Text extract:
·····

On the 16th visit, March 25, feast of the Annunciation,  Our Lady finally identified herself, saying, “I am the Immaculate Conception,” a term Bernadette could not have known or understood, for it was only four years earlier that Pope Pius IX had proclaimed the dogma of the Immaculate Conception. 

At an earlier apparition, a miraculous spring rose up in the grotto of Massabielle where Our Lady appeared and had asked for a chapel to be built and that processions be allowed there. Lourdes has become the first significant Marian apparition of the Modern era, followed by the well known Fatima visions, lesser known appearances, and now Our Lady of America.

The similarities between Bernadette and Sr. Mildred are obvious.  Sister Mildred was born to immigrant parents who came to New York for a better life and freedom of religion.  While the Church in France was suffering from atheism in Bernadette’s time, in Sr. Mildred’s time our whole world is being enveloped in the errors of atheism which Our Lady predicted at Fatima would reach even into high places within the Church if there was not enough reform in the world.  

Sr. Mildred, like Bernadette, was an amiable, docile soul drawn to silence and the religious life.  On the outside she was as normal as any other sister, but her interior life was a life of special communion with the Lord which she thought was the norm for all sisters.  While Sister Mildred entered the convent at age 14, Bernadette entered the convent at age 22 and remained there until her death at age 35. Sister Mildred died at age 83.  Both lives, however, seem to focus on a call to the young.

Bernadette, too frail for Carmel, settled for the convent in Nevers, France instead.  She was seen as a humble, simple soul of childlike demeanor but pleasant.  Sr. Mildred, too, was a humble, simple soul, a domestic nun in a community that specialized in teaching and missionary work.  She, too, left her family behind to enter the convent and give herself more completely to God. 

When her apparitions were made known, Sr. Mildred, like Bernadette, was not believed and was termed “crazy” by some who thought such interventions from heaven no longer happen in our sophisticated and enlightened age. Those in authority over Bernadette did not want to believe her at first, and neither did those in authority over Sr. Mildred, because, as Our Lady said, “you are a little one.” 

While Bernadette was given the outward and visible signs of Our Lady’s favor in the healing and miraculous spring water, Sr. Mildred was told, other than the signs given to the bishop for his confirmation of the message’s authenticity, that Our Lady would grant, not miracles of the body, but miracles of the soul.”  Our Lady of America was much more interested in our interior lives than our physical lives.  Just as Bernadette was a victim soul, so was Sr. Mildred. Recall that beautiful description of Our Lord’s appearance to her with the crown of thorns and a cross, asking her if she would suffer to bring Him to souls.  Of course, like Bernadette with Our Lady, Sister Mildred refused Jesus nothing.  Our Lord often called Sr. Mildred “the little white dove,” a symbol of innocence and sacrifice.  He told her He “was placing her on the altar of sacrifice.”  Our Lady told Bernadette she could not “promise her happiness in this life, but only in the next.”

·····

Information given:
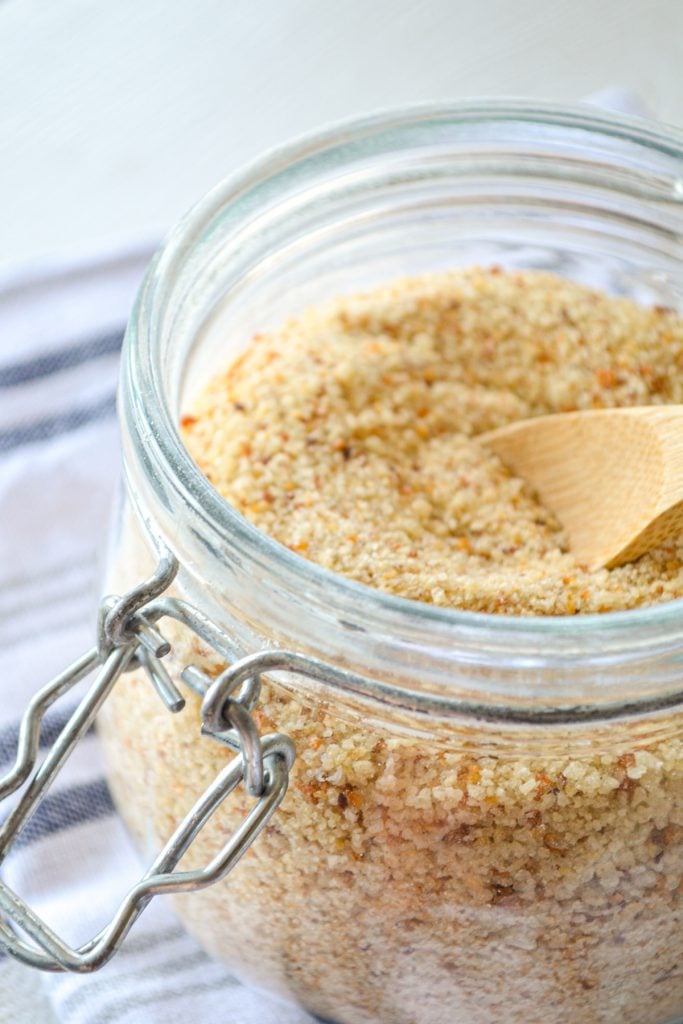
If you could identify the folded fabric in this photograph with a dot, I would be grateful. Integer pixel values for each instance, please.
(60, 332)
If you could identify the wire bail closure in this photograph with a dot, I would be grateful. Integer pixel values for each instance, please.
(128, 638)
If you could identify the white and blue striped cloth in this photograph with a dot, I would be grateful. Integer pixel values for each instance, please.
(60, 332)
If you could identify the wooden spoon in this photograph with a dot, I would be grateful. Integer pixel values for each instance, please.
(613, 477)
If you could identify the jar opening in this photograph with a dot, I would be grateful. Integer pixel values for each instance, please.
(512, 178)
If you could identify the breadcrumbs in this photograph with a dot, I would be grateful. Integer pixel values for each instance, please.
(407, 878)
(350, 435)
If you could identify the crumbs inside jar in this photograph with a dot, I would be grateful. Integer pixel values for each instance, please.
(350, 435)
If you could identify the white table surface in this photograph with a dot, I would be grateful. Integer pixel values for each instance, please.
(116, 116)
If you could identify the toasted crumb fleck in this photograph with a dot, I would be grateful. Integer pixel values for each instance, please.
(423, 872)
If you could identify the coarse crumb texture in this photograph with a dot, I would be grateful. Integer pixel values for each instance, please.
(459, 877)
(350, 435)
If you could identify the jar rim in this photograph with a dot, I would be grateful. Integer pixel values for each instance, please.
(142, 400)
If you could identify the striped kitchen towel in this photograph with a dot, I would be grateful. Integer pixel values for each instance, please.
(60, 332)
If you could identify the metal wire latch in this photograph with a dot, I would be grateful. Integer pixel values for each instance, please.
(129, 638)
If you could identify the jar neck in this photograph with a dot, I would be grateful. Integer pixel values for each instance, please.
(520, 184)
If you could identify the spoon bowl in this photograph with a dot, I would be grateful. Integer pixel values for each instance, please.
(612, 476)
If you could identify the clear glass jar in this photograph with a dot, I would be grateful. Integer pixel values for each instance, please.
(484, 820)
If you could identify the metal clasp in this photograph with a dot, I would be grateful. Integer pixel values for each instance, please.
(128, 638)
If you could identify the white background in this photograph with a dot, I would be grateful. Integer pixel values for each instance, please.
(117, 115)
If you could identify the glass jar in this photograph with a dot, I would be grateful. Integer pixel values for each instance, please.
(484, 818)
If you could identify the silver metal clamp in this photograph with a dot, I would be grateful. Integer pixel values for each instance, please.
(128, 638)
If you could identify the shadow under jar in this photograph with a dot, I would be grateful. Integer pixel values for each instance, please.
(484, 819)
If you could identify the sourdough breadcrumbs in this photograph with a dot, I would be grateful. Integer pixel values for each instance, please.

·····

What is needed:
In the text comparing Bernadette and Sr. Mildred, what words did Our Lady use to identify herself on March 25? Please answer in one sentence.

Solution to this exercise:
She said, "I am the Immaculate Conception."